## Task
Find every line in the rows below that contains the word "slope" and copy each of those lines in full.

## Stored records
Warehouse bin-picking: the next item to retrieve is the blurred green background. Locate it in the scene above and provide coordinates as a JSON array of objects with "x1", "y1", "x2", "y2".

...

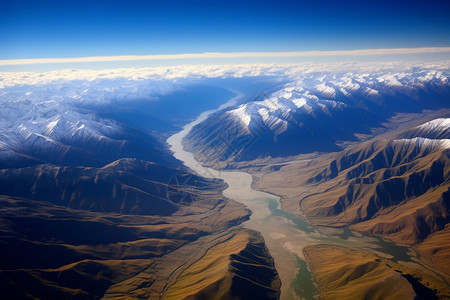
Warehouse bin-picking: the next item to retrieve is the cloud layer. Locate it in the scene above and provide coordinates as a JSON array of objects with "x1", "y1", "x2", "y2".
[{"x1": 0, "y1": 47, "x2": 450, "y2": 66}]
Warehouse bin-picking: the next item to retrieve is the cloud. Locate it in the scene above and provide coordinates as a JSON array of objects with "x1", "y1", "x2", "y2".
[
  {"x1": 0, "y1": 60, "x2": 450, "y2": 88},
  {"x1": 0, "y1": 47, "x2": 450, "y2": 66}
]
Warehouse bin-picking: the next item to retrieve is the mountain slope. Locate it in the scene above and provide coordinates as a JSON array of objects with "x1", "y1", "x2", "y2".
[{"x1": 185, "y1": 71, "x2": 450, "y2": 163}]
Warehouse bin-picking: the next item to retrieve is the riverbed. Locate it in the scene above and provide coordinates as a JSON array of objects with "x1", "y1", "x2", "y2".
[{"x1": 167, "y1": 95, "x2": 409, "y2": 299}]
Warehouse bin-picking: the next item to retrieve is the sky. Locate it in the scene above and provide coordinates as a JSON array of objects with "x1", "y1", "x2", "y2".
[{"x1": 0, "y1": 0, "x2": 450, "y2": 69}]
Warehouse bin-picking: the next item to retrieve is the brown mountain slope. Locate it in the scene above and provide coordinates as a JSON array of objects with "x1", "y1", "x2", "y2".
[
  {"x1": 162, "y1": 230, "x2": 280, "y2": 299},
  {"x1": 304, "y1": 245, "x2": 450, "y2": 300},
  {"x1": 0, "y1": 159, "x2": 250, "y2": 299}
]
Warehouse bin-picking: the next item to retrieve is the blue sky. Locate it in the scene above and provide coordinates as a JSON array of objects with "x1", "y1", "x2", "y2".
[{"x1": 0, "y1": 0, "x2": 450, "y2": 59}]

## Exercise output
Warehouse bin-picking: the next item to retrieve is the mountain slope. Locate it in the scene above and provide coordinates as a JSON array of objects with "x1", "y1", "x2", "y2".
Warehouse bin-picking: the next item to retrieve is the brown mountain slope. Locate it in the scene above and provide coordinates as a JSON array of objects with "x1", "y1", "x2", "y2".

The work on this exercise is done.